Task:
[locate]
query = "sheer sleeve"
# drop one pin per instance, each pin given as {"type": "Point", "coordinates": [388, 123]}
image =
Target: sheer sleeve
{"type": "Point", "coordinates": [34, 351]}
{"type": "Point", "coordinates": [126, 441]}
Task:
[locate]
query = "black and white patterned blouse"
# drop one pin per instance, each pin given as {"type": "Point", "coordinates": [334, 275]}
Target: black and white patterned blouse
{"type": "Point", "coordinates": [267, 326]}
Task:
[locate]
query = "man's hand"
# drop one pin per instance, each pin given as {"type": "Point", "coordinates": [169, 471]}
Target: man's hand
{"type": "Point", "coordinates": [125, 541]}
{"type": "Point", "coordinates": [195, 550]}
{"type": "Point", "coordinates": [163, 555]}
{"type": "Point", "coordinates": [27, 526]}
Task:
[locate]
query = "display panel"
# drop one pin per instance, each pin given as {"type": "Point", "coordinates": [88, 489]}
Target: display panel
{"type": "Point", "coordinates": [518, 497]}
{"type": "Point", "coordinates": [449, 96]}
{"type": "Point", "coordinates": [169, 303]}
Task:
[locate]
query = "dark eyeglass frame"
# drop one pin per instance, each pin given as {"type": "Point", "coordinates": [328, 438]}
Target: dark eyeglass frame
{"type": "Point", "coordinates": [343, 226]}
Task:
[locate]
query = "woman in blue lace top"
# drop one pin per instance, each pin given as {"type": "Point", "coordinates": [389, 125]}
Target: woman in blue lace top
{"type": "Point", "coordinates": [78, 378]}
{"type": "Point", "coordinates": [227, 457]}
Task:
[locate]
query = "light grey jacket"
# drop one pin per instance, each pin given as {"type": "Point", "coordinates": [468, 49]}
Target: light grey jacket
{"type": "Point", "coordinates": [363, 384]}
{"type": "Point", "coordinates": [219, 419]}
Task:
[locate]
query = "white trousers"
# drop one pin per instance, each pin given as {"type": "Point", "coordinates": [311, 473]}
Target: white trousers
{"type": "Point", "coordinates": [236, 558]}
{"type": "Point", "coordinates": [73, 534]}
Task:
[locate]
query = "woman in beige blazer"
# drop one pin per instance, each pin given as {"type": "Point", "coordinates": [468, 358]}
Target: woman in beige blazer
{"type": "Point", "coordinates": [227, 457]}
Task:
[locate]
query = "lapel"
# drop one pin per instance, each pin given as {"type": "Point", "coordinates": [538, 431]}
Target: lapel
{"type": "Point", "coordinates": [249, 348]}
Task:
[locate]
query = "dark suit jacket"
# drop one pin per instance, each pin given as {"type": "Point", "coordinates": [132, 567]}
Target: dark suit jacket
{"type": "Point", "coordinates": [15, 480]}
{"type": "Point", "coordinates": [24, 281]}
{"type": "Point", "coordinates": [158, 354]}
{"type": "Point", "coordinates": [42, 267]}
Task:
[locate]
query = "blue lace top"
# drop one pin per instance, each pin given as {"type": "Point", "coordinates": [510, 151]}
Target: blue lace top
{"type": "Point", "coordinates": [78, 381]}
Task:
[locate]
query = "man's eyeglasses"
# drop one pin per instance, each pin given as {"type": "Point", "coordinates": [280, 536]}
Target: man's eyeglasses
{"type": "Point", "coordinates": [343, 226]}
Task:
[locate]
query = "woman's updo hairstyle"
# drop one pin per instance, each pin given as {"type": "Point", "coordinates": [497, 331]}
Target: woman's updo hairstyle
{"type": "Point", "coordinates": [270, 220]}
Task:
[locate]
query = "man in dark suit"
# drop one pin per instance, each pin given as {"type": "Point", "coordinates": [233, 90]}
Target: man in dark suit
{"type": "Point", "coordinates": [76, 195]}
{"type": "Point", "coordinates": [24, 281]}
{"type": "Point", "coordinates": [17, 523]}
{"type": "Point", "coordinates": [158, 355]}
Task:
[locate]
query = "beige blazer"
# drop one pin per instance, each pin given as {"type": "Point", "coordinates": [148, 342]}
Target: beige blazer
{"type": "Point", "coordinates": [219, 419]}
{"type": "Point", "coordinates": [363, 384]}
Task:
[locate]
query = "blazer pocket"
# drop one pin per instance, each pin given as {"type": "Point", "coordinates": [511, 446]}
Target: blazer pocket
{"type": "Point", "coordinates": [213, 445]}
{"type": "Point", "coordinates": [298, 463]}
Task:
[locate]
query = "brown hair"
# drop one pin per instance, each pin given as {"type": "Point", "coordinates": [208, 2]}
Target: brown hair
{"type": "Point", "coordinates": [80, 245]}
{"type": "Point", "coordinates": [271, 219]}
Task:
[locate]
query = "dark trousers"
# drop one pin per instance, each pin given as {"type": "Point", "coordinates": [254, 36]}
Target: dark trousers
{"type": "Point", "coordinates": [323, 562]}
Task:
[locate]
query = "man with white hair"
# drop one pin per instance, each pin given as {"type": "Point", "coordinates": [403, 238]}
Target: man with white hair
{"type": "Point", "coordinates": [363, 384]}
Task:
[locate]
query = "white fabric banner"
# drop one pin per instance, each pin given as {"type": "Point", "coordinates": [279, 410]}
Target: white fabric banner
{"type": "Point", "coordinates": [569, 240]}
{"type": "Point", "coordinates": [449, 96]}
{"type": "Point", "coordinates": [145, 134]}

#####

→ What the task requires
Everything in the listing should be written out exactly.

→ Task answer
Task:
[locate]
query = "sheer sleeve"
# drop one pin per instance, each pin given as {"type": "Point", "coordinates": [388, 123]}
image =
Target: sheer sleeve
{"type": "Point", "coordinates": [34, 351]}
{"type": "Point", "coordinates": [126, 441]}
Task:
[locate]
query = "black and white patterned blouse"
# drop one pin per instance, each pin given as {"type": "Point", "coordinates": [334, 275]}
Target: black and white patterned blouse
{"type": "Point", "coordinates": [267, 326]}
Task:
[locate]
query = "man's hand"
# drop one pin per instance, each pin given as {"type": "Point", "coordinates": [169, 471]}
Target: man's hand
{"type": "Point", "coordinates": [125, 541]}
{"type": "Point", "coordinates": [195, 550]}
{"type": "Point", "coordinates": [163, 555]}
{"type": "Point", "coordinates": [27, 526]}
Task:
[locate]
query = "display panel"
# drop one pin per instance, each pin given as {"type": "Point", "coordinates": [88, 489]}
Target: display panel
{"type": "Point", "coordinates": [518, 497]}
{"type": "Point", "coordinates": [449, 96]}
{"type": "Point", "coordinates": [169, 303]}
Task:
[locate]
query = "dark eyeglass frame"
# drop one pin per instance, each pin given as {"type": "Point", "coordinates": [328, 438]}
Target: dark eyeglass frame
{"type": "Point", "coordinates": [343, 226]}
Task:
[locate]
query = "woman in blue lace top"
# drop one pin per instance, each pin given as {"type": "Point", "coordinates": [389, 125]}
Target: woman in blue lace top
{"type": "Point", "coordinates": [78, 378]}
{"type": "Point", "coordinates": [227, 457]}
Task:
[locate]
query = "light grey jacket"
# drop one pin per instance, each pin given as {"type": "Point", "coordinates": [468, 49]}
Target: light grey jacket
{"type": "Point", "coordinates": [363, 384]}
{"type": "Point", "coordinates": [219, 419]}
Task:
[locate]
query = "white trousers"
# drop one pin per instance, each pin given as {"type": "Point", "coordinates": [311, 473]}
Target: white trousers
{"type": "Point", "coordinates": [236, 558]}
{"type": "Point", "coordinates": [73, 534]}
Task:
[locate]
query = "woman in beige blazer"
# drop one pin per instance, each pin given as {"type": "Point", "coordinates": [468, 358]}
Target: woman in beige blazer
{"type": "Point", "coordinates": [227, 457]}
Task:
[locate]
query = "lapel"
# drop one pin per instance, each pin given as {"type": "Point", "coordinates": [538, 431]}
Target: lapel
{"type": "Point", "coordinates": [249, 348]}
Task:
[locate]
query = "dark suit jacket"
# drop one pin per instance, each pin given as {"type": "Point", "coordinates": [132, 567]}
Target: dark suit jacket
{"type": "Point", "coordinates": [15, 480]}
{"type": "Point", "coordinates": [24, 281]}
{"type": "Point", "coordinates": [158, 354]}
{"type": "Point", "coordinates": [42, 267]}
Task:
[locate]
query = "blue lace top"
# drop one pin per instance, each pin given as {"type": "Point", "coordinates": [510, 151]}
Target: blue lace top
{"type": "Point", "coordinates": [78, 381]}
Task:
[locate]
query = "man's eyeglasses"
# drop one pin per instance, each pin given as {"type": "Point", "coordinates": [280, 536]}
Target: man's eyeglasses
{"type": "Point", "coordinates": [343, 226]}
Task:
[locate]
query = "woman's updo hairstyle"
# drop one pin per instance, each pin given as {"type": "Point", "coordinates": [497, 331]}
Target: woman's updo hairstyle
{"type": "Point", "coordinates": [270, 220]}
Task:
[locate]
query = "man in dark suit"
# drop one pin per instance, each pin given as {"type": "Point", "coordinates": [233, 90]}
Target: man in dark suit
{"type": "Point", "coordinates": [76, 195]}
{"type": "Point", "coordinates": [24, 281]}
{"type": "Point", "coordinates": [17, 523]}
{"type": "Point", "coordinates": [158, 355]}
Task:
[locate]
query = "beige blazer"
# drop one pin per instance, each pin given as {"type": "Point", "coordinates": [148, 342]}
Target: beige blazer
{"type": "Point", "coordinates": [219, 419]}
{"type": "Point", "coordinates": [363, 384]}
Task:
[locate]
query = "blazer pocket"
# drop one pin per instance, each pin given as {"type": "Point", "coordinates": [511, 446]}
Target: blazer pocket
{"type": "Point", "coordinates": [213, 445]}
{"type": "Point", "coordinates": [298, 463]}
Task:
[locate]
query = "brown hair"
# drop one pin per instance, each pin given as {"type": "Point", "coordinates": [208, 2]}
Target: brown hair
{"type": "Point", "coordinates": [80, 245]}
{"type": "Point", "coordinates": [271, 219]}
Task:
[locate]
query = "dark trousers"
# drop one pin per instance, each pin given as {"type": "Point", "coordinates": [254, 36]}
Target: dark trousers
{"type": "Point", "coordinates": [323, 562]}
Task:
[locate]
query = "man with white hair"
# drop one pin per instance, each pin given as {"type": "Point", "coordinates": [403, 238]}
Target: man with white hair
{"type": "Point", "coordinates": [363, 384]}
Task:
[locate]
query = "white fabric banner"
# drop one pin per instance, each pin given as {"type": "Point", "coordinates": [279, 410]}
Target: white fabric banner
{"type": "Point", "coordinates": [569, 240]}
{"type": "Point", "coordinates": [449, 96]}
{"type": "Point", "coordinates": [145, 134]}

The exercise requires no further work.